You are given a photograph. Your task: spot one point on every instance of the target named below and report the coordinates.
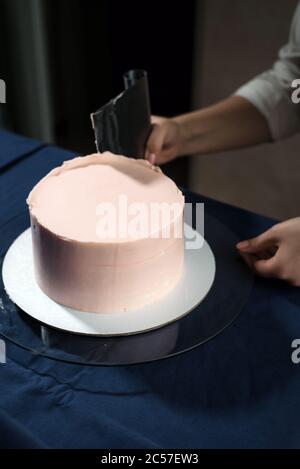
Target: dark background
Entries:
(86, 46)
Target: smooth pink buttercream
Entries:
(77, 268)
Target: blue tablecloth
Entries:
(239, 390)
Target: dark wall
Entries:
(94, 42)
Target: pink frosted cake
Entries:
(102, 238)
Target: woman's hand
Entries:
(164, 141)
(276, 252)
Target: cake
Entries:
(102, 239)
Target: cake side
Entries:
(80, 269)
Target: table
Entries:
(239, 390)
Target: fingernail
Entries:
(243, 244)
(151, 158)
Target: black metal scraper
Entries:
(123, 125)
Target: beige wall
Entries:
(236, 39)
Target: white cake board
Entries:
(21, 287)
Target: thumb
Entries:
(156, 140)
(261, 242)
(266, 268)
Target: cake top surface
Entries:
(105, 198)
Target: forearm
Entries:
(229, 124)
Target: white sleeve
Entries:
(271, 91)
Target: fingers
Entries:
(267, 240)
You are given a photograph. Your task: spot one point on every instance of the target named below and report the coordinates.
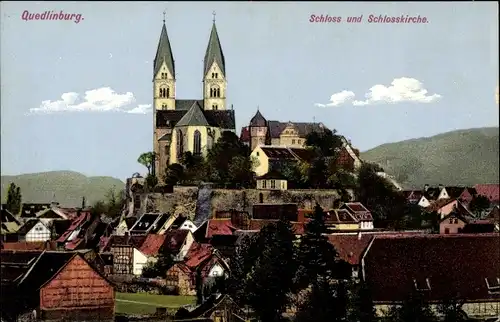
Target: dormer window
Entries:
(493, 285)
(422, 286)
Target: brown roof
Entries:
(350, 247)
(438, 204)
(453, 265)
(491, 191)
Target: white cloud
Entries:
(338, 99)
(97, 100)
(401, 90)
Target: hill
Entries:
(463, 157)
(67, 186)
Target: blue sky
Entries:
(275, 59)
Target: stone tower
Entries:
(214, 74)
(258, 130)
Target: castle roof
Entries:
(214, 52)
(164, 53)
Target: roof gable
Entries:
(193, 117)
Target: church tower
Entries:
(164, 74)
(214, 74)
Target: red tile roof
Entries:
(350, 247)
(454, 266)
(152, 244)
(174, 239)
(438, 204)
(197, 254)
(258, 224)
(491, 191)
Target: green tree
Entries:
(194, 168)
(147, 159)
(452, 310)
(320, 305)
(174, 174)
(479, 204)
(388, 206)
(229, 162)
(14, 199)
(270, 284)
(361, 307)
(316, 255)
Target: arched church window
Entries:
(197, 143)
(180, 144)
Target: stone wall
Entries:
(183, 200)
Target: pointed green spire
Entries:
(214, 52)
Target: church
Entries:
(194, 125)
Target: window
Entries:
(215, 92)
(164, 92)
(197, 143)
(180, 144)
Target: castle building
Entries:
(263, 132)
(182, 125)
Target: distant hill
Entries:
(463, 157)
(67, 186)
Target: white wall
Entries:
(216, 270)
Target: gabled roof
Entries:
(491, 191)
(193, 117)
(28, 225)
(174, 239)
(258, 120)
(438, 204)
(214, 53)
(164, 53)
(7, 216)
(152, 244)
(452, 265)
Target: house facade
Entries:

========

- Problem to work on -
Select every line in the records above that contains the word "church".

- Written solution -
Target: church tower
Target: arched church window
Target: church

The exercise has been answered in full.